• [Source passage]
The relationship between pension funds and consultants is set to become more symbiotic. Raquel Pichardo-Allison asks if consultants are ready for the challenges ahead
Industry experts say a fundamental shift is under way in the way pension funds make use of their consultants. In 2010, schemes will rely more than ever on their advisers, requesting more services, and more proactive advice. Consultants around the world agreed that pension fund managers want their advisers to come to them with more forward-thinking innovations.
But questions arise about whether or not consultants have the capability to offer more forward-looking analysis. This could lead to an increased use of third-party providers to work alongside consultants. Furthermore, some industry experts questioned the validity of demanding analysis regarding short-term opportunities from those meant to provide the scheme with long-term stability.
The market is forward-looking more than backwards looking. Consultants have typically been study-oriented, which implies backward looking
When asked what the biggest change will be in the relationship between pension funds and their consultants, industry experts believed there is a real need for increased proactivity.
Mercer head of European investment consulting Tom Geraghty said: “We’re going to have to be much more proactive in the advice that we put forward to plans... There’s a clear need on the part of clients for advice on what some of these short-term opportunities are... We haven’t done enough of that in the past.”
Outside observers noticed the same trend. Schroders head of strategic solutions Neil Walton said: “Consultants’ interaction with pension funds is changing dramatically. There is a strong move to increase proactivity and lead pension clients to be more opportunistic in their asset allocation. The aim is to make clients more responsive to investment opportunities as market conditions change.”
Pension funds only had to look at the spate of research reports on corporate bonds and convertible bonds in 2009 to see that consultants were taking advantage of the dislocation in the markets to get their clients’ assets working harder for them.
For nearly every consultant to be telling clients to buy corporate bonds “partly reflects the extent of the dislocation in the markets, but also a drive to be more proactive,” Walton added.
KPMG partner and head of investment advisory Patrick McCoy said: “In difficult times they need more handholding, analysis and proactive, clear advice.”
McCoy recently received a request for proposals from a pension fund looking to replace its investment consultant. He said the wording was typical of the types of request for proposals the firm has been receiving lately: “We found the advice increasingly reactive instead of proactive and are looking for other services.” McCoy declined to name the scheme.

• [Explore the material]
1. Please translate this sentence from the article on pension funds and their consultants into Spanish: "Industry experts say a fundamental shift is under way in the way pension funds make use of their consultants."
2. In the article on pension funds and their consultants, what were nearly all consultants telling clients to buy?

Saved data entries
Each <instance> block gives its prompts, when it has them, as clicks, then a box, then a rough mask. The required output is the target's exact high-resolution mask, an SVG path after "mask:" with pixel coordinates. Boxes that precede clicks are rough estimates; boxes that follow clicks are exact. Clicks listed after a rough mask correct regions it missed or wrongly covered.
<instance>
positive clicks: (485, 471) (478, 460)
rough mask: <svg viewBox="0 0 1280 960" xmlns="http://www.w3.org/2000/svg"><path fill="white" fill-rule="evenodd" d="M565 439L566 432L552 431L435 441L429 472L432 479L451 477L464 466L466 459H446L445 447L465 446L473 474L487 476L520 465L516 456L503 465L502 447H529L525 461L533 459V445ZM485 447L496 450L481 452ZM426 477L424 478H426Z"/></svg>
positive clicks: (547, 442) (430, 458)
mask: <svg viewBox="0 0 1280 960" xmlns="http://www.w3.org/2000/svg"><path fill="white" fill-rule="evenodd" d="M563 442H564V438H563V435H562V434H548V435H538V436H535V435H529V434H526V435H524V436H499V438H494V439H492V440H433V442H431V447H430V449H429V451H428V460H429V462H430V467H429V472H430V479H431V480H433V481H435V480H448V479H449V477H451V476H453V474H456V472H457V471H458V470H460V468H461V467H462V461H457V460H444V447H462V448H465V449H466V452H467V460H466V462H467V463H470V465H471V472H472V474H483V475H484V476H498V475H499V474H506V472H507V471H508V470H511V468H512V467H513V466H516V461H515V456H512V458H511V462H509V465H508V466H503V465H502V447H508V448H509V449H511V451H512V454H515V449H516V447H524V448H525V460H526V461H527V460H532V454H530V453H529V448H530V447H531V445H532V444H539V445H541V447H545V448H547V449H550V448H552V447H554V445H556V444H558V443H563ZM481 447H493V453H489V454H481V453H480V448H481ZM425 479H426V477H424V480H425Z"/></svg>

• [Activity answers]
1. Expertos del sector afirman que se está produciendo un cambio fundamental en la forma en que los fondos de pensiones recurren a sus consultores.

2. Corporate bonds.